== SET PROBLEM ==
Carry on the forum thread about painting miniatures from the point where it stops.

I got some painting done, and have done what I think is enough to call it done. I'm not happy with the painting and a lot of the sculpting mistakes have come out now, but I am over it a little bit and want to move on.
























Washes didn't seem to be my friend during all this, but as always, there are lessons to learn from the failures.

Also finished a squad of terminators to a point I'm happy with. I highlighted most of the edges of their green armor where I could but the photo doesn't really help show it. Maybe next time.









I used mecharius solar orange for the rust effect, and really love what it does so easily over whole models. I am very keen to see what it does with my plague bikers and tanks when I get around to it.

















I went back to the other 2 squads of terminators and found that the reason I wasn't really digging them was because of the mix of tin bits and boltgun on the guns and trim was getting ugly. I went over all the boltgun I could find and cleaned up some of the stuff, but a lot of cleaning to do on these before I can call them done.


----------



## Dave T Hobbit

The rust has worked very well.


----------



## omgitsduane

Dave T Hobbit said:


> The rust has worked very well.


I know! It's quite a surprised as I remember for ages when I played orks, searching so hard to find a good rust mix, ended up using ten washes of all kinds of browns when all I had to do was use one foundation.

Got the final parts done on the bikers last night. So extremely happy with them, even if I doubt I'd use them in game often.
















The console isn't amazing quality, and I could do better, but overall I think I may have tried to push a little bit and really like the cloak of all things.

The fist champion has such an attitude to him I think I couldn't be more pleased.

























I have another 7 biker pieces lying in a box to be assembled, but might save em for the new dex, or make a dettachment of word bearer bikers for demon bombing. But in a little bit I have a 3k game planned with my mate, necrons vs chaos in an all out war and although I'm actually terrified, I think it will be worth documenting it. Best of luck to me!

Records in a dataset:

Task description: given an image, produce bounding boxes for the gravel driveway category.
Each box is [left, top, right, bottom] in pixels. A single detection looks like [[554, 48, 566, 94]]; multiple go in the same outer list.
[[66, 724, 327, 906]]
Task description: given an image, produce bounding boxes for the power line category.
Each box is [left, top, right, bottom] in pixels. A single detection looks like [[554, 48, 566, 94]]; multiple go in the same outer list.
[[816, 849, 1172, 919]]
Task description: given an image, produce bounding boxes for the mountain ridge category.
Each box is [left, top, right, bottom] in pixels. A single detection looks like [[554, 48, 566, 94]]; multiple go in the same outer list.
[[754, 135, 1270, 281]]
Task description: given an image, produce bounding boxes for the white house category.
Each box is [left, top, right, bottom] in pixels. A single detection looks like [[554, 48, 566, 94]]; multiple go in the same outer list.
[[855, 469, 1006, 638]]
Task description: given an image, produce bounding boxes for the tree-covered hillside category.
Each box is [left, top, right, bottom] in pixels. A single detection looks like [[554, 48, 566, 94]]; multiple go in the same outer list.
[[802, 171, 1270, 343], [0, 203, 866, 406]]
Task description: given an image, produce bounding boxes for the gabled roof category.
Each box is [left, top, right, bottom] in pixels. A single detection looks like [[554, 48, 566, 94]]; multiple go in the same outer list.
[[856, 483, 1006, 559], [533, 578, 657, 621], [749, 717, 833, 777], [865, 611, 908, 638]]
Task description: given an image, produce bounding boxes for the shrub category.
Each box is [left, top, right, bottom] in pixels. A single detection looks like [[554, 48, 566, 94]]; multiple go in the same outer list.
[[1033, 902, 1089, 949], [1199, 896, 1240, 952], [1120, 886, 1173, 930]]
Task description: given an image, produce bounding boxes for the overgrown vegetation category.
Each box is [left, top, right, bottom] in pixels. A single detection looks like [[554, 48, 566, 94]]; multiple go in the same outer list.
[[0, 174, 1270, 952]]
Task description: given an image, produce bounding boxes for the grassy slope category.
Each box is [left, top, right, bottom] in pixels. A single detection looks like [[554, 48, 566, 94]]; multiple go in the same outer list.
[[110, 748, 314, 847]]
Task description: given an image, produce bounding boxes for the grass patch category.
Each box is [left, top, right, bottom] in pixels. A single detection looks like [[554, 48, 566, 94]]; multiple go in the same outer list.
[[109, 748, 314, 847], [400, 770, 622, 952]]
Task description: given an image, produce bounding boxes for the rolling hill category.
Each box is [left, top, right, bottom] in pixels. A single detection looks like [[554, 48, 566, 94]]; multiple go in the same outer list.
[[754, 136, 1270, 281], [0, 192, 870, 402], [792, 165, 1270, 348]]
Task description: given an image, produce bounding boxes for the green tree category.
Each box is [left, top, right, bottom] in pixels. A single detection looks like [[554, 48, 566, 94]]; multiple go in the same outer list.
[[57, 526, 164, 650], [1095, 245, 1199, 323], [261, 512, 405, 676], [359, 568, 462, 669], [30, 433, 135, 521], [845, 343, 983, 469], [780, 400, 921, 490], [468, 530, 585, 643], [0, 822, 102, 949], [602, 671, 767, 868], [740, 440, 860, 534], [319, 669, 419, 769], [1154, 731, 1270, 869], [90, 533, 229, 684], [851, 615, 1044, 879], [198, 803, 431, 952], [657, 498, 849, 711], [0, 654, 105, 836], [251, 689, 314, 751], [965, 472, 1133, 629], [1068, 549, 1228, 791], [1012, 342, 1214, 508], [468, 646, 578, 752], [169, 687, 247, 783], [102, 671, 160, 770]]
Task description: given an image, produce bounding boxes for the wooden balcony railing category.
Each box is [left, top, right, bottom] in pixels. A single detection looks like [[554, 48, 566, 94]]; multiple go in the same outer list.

== OUTPUT FOR THIS TASK ==
----------



## omgitsduane

Been very keen to work on my 2nd prince, I might just bite the bullet at some stage and buy the nurgle one in finecast, as I do like most of the model and saves me a LOT of this hassle.








This is where I ended up, I have tons to do as you can see, as well as making him shorter(he's about an inch taller than a regular demon prince), adding details to the scythe and then generally nurgleness. The legs will be the biggest drama, but hopefully I can get it looking clean. 

I went down to the local GW store to cheer on a mate that is participating in the stores small campaign, and figured to kill time I would work on something for myself.








I have always loved this model, and being that I wouldn't mind trying a chaos lord again in my lists, it seemed to fit. 








I tried some freehand on the back, and although not mind blowing, I am pretty content, I wouldn't say the banner is done but now that I have the photos in such high resolution I can see mistakes and things I will have to fix up. 








Made him a 2nd base too for display. Magnets make miracles.


----------



## omgitsduane

another view
last view
Magnet drilled into his hand, grabs the chain so I can remove the hounds when I feel like it.
















Some zerg inspired zoanthrope bases (still waiting for ideas on how to successfully keep the top halfs stuck on the bases)









A plague fly prototype, messy but with some spray might come up good.









And some space marines scouts I painted up quickly for a mate, simply because I was tired of facing grey/black models all the time.

I did however have a game with my guard last weekend against the necron that has been turning my chaos marines into pulp by turn 4 and he found things weren't so fun looking down the barrels of 3 leman russ tanks. I will be making an order for 3 of these behemoths, as well as chimera chassis (for hydras) and some more marine stuff maybe.

Also getting a hold of imperial armor masterclass volume 2 for some inspiration and tips on how to push my tank modelling a little bit further.


----------



## omgitsduane

A lot has been going on, hobby and otherwise so I'll keep it simple.








End results of the zoans I made up for a friend. METAL MODELS ARE THE DEVIL!









My dark vengeance kits put together (except a second squad of chaos chosen)

The chapel makes a comeback
Hoping to slowly work on this over the coming weeks to a point of completion

SQUAD BROKEN!
Tyranid beastie gets some work done









Heavy weapon teams, each squad of 3 with their own basing theme! I have 6 more to make up also after this









First helbrute off the ranks, done extensive work to cut him up and repose him









2nd one with lascannon instead we will see how these pan out on the table









And lastly my new company command squad

I have been finding it a little awkward when enemies shoot at my guard ranks and don't actually know who is command and who is just a lowly soldier so I've taken the chance for a fresh start and to also help with making up squads to fit my new army lists so I don't have to swap and change around the squads too much to find the extra weapons anymore.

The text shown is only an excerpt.